==== Available data ====

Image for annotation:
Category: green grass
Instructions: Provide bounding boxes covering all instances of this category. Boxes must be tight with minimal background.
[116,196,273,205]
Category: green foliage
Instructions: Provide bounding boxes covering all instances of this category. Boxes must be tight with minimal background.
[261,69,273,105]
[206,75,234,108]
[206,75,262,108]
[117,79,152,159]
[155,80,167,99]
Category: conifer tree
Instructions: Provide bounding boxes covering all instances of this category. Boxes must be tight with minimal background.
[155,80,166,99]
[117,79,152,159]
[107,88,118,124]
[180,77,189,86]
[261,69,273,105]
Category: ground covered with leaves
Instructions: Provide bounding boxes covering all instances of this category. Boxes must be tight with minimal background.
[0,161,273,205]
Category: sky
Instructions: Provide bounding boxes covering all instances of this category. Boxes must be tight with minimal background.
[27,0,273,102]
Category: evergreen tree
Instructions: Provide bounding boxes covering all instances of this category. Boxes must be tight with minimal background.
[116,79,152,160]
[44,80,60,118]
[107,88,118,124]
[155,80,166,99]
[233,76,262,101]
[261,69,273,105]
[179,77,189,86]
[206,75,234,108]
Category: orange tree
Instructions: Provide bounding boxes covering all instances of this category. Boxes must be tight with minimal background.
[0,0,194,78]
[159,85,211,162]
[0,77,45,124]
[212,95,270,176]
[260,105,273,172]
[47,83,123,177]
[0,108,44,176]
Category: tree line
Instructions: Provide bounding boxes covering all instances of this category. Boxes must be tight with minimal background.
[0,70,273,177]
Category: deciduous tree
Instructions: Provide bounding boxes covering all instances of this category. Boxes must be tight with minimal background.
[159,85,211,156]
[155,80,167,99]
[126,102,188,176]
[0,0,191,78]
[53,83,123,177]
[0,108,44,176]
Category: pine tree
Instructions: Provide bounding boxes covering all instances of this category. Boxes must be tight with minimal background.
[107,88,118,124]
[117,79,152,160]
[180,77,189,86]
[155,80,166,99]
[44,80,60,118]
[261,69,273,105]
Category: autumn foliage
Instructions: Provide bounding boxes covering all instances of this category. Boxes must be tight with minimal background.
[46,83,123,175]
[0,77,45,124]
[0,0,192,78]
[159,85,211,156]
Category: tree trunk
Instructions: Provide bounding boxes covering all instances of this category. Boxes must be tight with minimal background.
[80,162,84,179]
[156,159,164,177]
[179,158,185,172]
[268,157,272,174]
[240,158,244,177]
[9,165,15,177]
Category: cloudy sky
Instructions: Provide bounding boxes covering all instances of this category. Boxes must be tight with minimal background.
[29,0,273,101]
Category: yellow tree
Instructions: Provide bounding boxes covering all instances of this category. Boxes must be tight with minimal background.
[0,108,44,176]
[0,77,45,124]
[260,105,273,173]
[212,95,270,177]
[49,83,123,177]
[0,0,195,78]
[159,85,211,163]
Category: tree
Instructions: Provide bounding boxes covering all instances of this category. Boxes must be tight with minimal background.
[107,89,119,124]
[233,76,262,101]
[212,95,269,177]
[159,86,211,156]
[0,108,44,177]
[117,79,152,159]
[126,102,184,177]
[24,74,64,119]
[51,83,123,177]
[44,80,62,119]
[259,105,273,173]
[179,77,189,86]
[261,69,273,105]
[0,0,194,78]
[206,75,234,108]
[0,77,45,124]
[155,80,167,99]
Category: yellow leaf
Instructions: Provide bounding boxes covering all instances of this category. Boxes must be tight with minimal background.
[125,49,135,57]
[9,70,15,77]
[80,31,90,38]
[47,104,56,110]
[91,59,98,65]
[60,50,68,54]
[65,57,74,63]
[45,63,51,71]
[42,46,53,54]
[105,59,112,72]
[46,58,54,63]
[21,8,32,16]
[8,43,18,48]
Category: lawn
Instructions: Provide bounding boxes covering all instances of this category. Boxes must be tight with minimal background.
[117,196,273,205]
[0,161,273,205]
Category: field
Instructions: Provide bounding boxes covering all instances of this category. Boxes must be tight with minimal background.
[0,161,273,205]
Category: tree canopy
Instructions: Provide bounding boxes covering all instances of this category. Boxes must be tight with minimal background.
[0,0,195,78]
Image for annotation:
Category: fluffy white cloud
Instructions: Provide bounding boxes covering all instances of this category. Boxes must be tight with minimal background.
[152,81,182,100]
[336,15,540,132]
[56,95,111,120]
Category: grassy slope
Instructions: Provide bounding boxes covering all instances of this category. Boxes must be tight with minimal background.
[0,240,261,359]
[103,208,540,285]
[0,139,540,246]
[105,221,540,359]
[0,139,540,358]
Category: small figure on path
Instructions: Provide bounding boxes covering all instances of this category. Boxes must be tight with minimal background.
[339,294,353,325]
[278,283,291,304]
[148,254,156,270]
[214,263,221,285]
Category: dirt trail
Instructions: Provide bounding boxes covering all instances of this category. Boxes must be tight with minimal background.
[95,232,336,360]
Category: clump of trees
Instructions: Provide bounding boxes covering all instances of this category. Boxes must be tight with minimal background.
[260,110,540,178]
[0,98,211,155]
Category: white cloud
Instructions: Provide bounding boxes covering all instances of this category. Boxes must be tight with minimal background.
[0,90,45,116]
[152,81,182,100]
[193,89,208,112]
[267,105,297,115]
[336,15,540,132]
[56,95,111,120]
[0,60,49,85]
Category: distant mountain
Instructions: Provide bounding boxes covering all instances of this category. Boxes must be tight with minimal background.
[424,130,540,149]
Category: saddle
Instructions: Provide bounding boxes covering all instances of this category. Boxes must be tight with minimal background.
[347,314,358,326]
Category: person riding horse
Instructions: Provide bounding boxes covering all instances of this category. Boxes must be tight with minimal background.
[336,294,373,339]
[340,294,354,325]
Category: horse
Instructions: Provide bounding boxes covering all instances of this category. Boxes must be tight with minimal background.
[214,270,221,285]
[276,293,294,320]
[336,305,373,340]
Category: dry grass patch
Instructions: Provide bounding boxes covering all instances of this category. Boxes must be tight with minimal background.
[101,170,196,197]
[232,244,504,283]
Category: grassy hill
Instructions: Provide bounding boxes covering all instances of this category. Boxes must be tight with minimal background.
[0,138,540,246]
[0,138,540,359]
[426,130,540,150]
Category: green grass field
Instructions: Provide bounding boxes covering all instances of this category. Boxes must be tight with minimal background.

====

■ **Exercise objective**
Turn the records, from the line with "Category: grassy slope" to the line with "[340,294,354,325]", into a numbered list, leaving out any blank lines.

■ **Exercise solution**
1. Category: grassy slope
2. Instructions: Provide bounding boxes covering all instances of this category. Boxes must be tight with minimal background.
3. [0,240,261,359]
4. [103,208,540,285]
5. [0,139,540,246]
6. [105,221,540,359]
7. [0,139,540,358]
8. Category: small figure on path
9. Instructions: Provide bounding boxes covering all instances of this category. Boxes must be tight with minimal background.
10. [339,294,353,325]
11. [278,283,291,304]
12. [148,254,156,270]
13. [214,263,221,285]
14. Category: dirt trail
15. Instructions: Provide bounding boxes covering all instances of this category. Boxes must be tight with minimal background.
16. [95,232,336,360]
17. Category: clump of trees
18. Instructions: Provide bounding boxes covering all instances of this category. Boxes must be tight with minimal background.
19. [260,110,540,178]
20. [0,98,211,155]
21. Category: white cloud
22. Instructions: Provide bounding boxes covering all instances of this category. Boxes must be tight with minimal background.
23. [0,90,45,116]
24. [152,81,182,100]
25. [193,89,208,112]
26. [267,105,297,115]
27. [336,15,540,132]
28. [56,95,111,120]
29. [0,60,49,85]
30. Category: distant mountain
31. Instructions: Provide bounding boxes covering all instances of this category. Boxes must be tight with minimal background.
32. [424,130,540,149]
33. Category: saddle
34. Instructions: Provide bounding boxes covering all instances of this category. Boxes must be tight with minimal background.
35. [347,314,358,326]
36. Category: person riding horse
37. Instructions: Provide bounding boxes covering all instances of this category. Boxes must be tight with minimal background.
38. [336,294,373,339]
39. [340,294,354,325]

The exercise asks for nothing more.